Problem requirements. Restate word for word all of the lines below, with each image left out.

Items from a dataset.
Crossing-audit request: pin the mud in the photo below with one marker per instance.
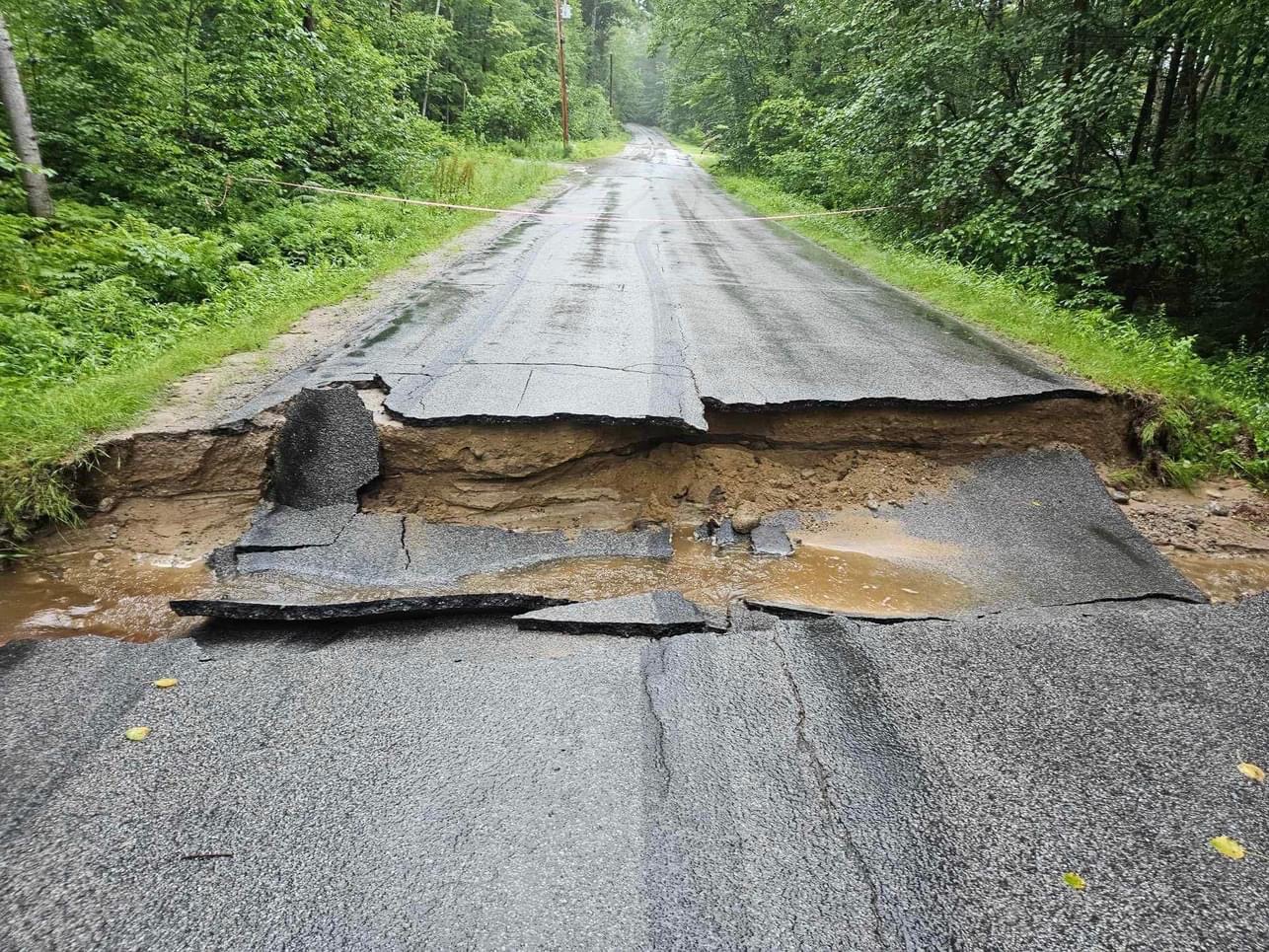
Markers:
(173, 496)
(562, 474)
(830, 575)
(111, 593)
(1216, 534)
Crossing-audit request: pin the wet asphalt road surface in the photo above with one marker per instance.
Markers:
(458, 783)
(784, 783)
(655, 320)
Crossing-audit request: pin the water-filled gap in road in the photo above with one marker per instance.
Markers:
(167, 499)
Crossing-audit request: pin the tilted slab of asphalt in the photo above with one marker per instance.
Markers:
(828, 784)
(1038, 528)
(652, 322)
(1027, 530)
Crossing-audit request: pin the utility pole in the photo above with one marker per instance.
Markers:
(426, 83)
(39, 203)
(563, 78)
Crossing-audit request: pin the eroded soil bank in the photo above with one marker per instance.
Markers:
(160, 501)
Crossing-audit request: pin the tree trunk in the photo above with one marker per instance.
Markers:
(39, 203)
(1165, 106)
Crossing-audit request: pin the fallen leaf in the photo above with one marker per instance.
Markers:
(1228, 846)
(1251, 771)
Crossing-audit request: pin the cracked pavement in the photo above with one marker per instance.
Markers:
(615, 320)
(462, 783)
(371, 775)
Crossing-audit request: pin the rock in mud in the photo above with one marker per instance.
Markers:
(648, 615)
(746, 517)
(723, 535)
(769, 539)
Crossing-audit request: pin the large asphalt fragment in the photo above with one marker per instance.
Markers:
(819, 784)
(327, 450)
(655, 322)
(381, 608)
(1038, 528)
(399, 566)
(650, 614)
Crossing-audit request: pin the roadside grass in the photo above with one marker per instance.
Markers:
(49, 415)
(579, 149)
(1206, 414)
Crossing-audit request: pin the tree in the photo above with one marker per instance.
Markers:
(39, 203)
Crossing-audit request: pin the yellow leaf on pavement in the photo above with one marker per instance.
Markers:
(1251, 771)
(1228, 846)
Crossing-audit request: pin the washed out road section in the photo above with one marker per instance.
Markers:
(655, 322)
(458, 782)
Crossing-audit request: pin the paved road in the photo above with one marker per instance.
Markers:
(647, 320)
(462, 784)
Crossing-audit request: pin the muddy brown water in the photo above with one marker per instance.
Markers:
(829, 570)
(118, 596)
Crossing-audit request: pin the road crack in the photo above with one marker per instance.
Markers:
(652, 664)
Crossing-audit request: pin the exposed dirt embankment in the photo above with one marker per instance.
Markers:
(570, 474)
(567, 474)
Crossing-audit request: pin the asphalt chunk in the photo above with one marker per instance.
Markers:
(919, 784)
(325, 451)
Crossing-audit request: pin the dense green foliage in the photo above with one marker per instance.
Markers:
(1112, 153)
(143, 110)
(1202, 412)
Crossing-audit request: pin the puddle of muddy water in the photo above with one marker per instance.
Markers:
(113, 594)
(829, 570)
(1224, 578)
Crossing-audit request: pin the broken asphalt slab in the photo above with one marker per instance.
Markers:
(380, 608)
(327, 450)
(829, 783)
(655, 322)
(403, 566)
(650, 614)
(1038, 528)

Written solution.
Crossing-audit request: pin the mud in the photo below with one marker per instance.
Markers:
(173, 496)
(562, 474)
(830, 575)
(111, 593)
(1216, 534)
Crossing-audit request: pin the wet asphalt road surface in the photo above with one marker per instance.
Markers:
(458, 783)
(784, 783)
(655, 320)
Crossing-audit request: pin the water-filled gap in road in the photo above with one marker per instance.
Markers:
(167, 499)
Crossing-audit request: pin the tilted slab of asphalt in the photo above with one marker per instance.
Markers:
(828, 784)
(1038, 528)
(652, 322)
(1027, 530)
Crossing-audit request: pin the utility pole in the photo above with one marker per instance.
Markers:
(426, 83)
(39, 203)
(563, 78)
Crossing-audit request: pin the eroded soil bank in the photo above with one marker per instance.
Markers:
(160, 501)
Crossing-audit request: pin the tree trunk in the photo above with one marker per instance.
Markers:
(39, 203)
(1165, 106)
Crossing-audit request: pin the fallen leaf in the photo above with one marker per instance.
Markers:
(1228, 846)
(1251, 771)
Crossing-audit request: pin the cracked pavement in the photo above with one marker per instance.
Markers:
(615, 320)
(462, 783)
(371, 775)
Crossing-audit request: pin the rock in mud in the photo above with one marker per instance.
Markers:
(648, 615)
(746, 517)
(723, 535)
(769, 539)
Crossing-audit request: pin the large asphalt fragment in the photo above with one marker per instance.
Markers:
(819, 784)
(327, 450)
(655, 322)
(381, 608)
(1038, 528)
(399, 566)
(650, 614)
Crossing-audit request: pin the roadside grass in the photo above with one marker per instance.
Markers:
(49, 415)
(579, 149)
(1206, 414)
Crossing-audit request: pin the tree in the photo above with one marker per instance.
Markers:
(39, 203)
Crossing-audit request: pin the yellow leaf on pavement in the photo above with one marker per instance.
Markers:
(1251, 771)
(1228, 846)
Crossing-audit request: pin the washed out road section in the photo above with one marker per instance.
Markers:
(655, 322)
(458, 782)
Crossing-audit request: pin the paved road in the photo above with one marker per instance.
Markers:
(647, 320)
(462, 784)
Crossing-audit request: pin the muddy brown water in the photo above with one marker per instance.
Markers:
(829, 570)
(118, 596)
Crossing-audit request: pin the road crack in the photo above with one marker per instance.
Markers:
(652, 664)
Crossing-audit request: pin the exposed dirt embankment in the photo above with one marker per instance.
Markers:
(570, 474)
(567, 474)
Crossing-audit request: pin the asphalt chunk in the photo above with one marker per instance.
Markers:
(919, 784)
(325, 451)
Crossing-audit request: pin the dense green foliage in the photo above with one marker per instance.
Markers:
(1112, 153)
(143, 110)
(1202, 412)
Crossing-audit request: pin the puddle of muddy water in the photo above with one marker per instance.
Markers:
(113, 594)
(829, 570)
(1224, 578)
Crossing-audit request: pin the broken asphalt slab in the photo above with one marker per instance.
Markers:
(380, 608)
(327, 450)
(829, 783)
(655, 322)
(403, 566)
(650, 614)
(1038, 528)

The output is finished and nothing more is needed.